The 1913 Armory Show

1913 Armory Show, 2014, James R. Huntsberger
Virtually anyone who knows much about art, especially Modern Art, especially modern American art has heard of New York City's famed 1913 69th Regiment Armory Show. There the showing of American and European avant-garde art racked up an astounding attendance figure of more than 87,000 visitors (in the middle of the winter, no less). From New York the show moved on to Chicago where the attendance was more than twice that of New York (188,700), followed by a showing in Boston where, due to a lack of space, the exhibit was stripped of American artists and the crowd dwindled to just 14,400. (Bostonians always have tended to be a stodgy lot.)
 
The handwritten plan is labeled as a proposed arrangement. How accurately it was followed is problematical. Notice the prominent placement of van Gogh's work near the entrance while the cubist works are tucked away in a far corner.
So important was this show in the history of American art that I've mentioned it, or written about it, on several occasions. For a background understanding, check out the first Invasion of Modern Art, as well as Duchamp (and others) in discussing Vernacular Art. When the show opened, word of the outrageous content spread quickly. The crowds hurried first to the Cubist and Futurist rooms, eager to see the worst. There, most of them felt obliged to laugh, while others were struck dumb in an open-mouth stare. A few were seized with deep despair. So unfamiliar were these violently abstracted forms that they represented something of a blow to the face—a bomb thrown at the art establishment. One dismayed art connoisseur noted, “It makes me fear for the world. Something must be wrong with an age which can put these things in a gallery and call them art. The minds that produced them are fit subjects for alienists and the canvases—I can’t call them pictures—should hang in the curio room of an insane asylum.”

_Entries shown_.
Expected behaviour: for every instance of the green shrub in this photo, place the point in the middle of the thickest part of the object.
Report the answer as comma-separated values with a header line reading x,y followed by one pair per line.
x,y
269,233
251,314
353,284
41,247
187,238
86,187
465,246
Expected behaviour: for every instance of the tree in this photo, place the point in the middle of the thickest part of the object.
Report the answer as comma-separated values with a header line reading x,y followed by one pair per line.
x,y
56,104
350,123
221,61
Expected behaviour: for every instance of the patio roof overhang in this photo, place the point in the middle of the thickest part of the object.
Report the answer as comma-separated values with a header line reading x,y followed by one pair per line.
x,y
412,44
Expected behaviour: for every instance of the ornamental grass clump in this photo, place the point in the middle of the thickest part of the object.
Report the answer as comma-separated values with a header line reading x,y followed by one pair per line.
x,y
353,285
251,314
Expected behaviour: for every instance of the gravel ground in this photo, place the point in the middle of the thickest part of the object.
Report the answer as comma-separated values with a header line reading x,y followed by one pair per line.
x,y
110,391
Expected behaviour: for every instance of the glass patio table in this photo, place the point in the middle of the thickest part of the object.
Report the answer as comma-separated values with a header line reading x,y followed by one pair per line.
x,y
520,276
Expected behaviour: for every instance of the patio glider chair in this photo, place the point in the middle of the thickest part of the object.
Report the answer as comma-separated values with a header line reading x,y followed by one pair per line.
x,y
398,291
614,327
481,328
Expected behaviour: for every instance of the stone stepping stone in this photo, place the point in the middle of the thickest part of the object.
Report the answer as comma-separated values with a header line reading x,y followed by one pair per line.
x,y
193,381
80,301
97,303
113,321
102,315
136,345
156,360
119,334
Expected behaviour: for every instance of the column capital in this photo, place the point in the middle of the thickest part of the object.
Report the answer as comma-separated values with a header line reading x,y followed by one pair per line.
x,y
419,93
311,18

_Parts of the exercise_.
**a.** According to the Armory Show text, what was the attendance at the Boston showing?
**b.** In the listing, turn the lines starting at the one that contains "Expected behaviour: for every instance of the patio glider" and ending at the last line of the listing into a Markdown table with two columns: n for the row number and Line for the line itself. Leave out blank lines.
The text and the listing come from different sources.

_Solutions below_.
**a.** 14,400

**b.**
| n | Line |
|---|---|
| 1 | Expected behaviour: for every instance of the patio glider chair in this photo, place the point in the middle of the thickest part of the object. |
| 2 | Report the answer as comma-separated values with a header line reading x,y followed by one pair per line. |
| 3 | x,y |
| 4 | 398,291 |
| 5 | 614,327 |
| 6 | 481,328 |
| 7 | Expected behaviour: for every instance of the stone stepping stone in this photo, place the point in the middle of the thickest part of the object. |
| 8 | Report the answer as comma-separated values with a header line reading x,y followed by one pair per line. |
| 9 | x,y |
| 10 | 193,381 |
| 11 | 80,301 |
| 12 | 97,303 |
| 13 | 113,321 |
| 14 | 102,315 |
| 15 | 136,345 |
| 16 | 156,360 |
| 17 | 119,334 |
| 18 | Expected behaviour: for every instance of the column capital in this photo, place the point in the middle of the thickest part of the object. |
| 19 | Report the answer as comma-separated values with a header line reading x,y followed by one pair per line. |
| 20 | x,y |
| 21 | 419,93 |
| 22 | 311,18 |